Pointing records:
- - -
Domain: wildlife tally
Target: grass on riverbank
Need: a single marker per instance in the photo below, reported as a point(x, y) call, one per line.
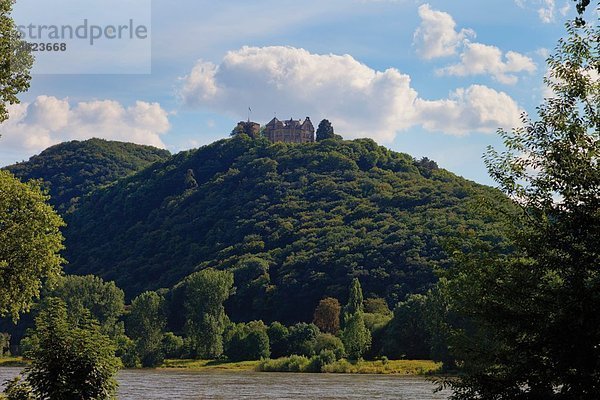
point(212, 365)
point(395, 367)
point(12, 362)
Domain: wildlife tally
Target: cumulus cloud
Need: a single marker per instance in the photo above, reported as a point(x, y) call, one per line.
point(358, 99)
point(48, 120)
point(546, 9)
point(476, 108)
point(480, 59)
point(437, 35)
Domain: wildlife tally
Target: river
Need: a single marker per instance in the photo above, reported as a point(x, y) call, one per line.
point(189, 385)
- - -
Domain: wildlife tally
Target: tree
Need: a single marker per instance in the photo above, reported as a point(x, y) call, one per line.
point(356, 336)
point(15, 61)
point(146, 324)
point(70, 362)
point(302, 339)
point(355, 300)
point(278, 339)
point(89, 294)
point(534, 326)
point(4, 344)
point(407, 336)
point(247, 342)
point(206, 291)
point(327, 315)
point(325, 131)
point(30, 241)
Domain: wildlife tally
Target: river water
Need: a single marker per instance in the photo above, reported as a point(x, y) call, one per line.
- - -
Directive
Select every line in the data above that contains the string "Target", and copy each of those lines unchanged. Treat the match as case-sensitive.

Response for this exercise
Target: grass on riverbank
Target: cumulus cloud
Target: river
Target: tree
Target: river water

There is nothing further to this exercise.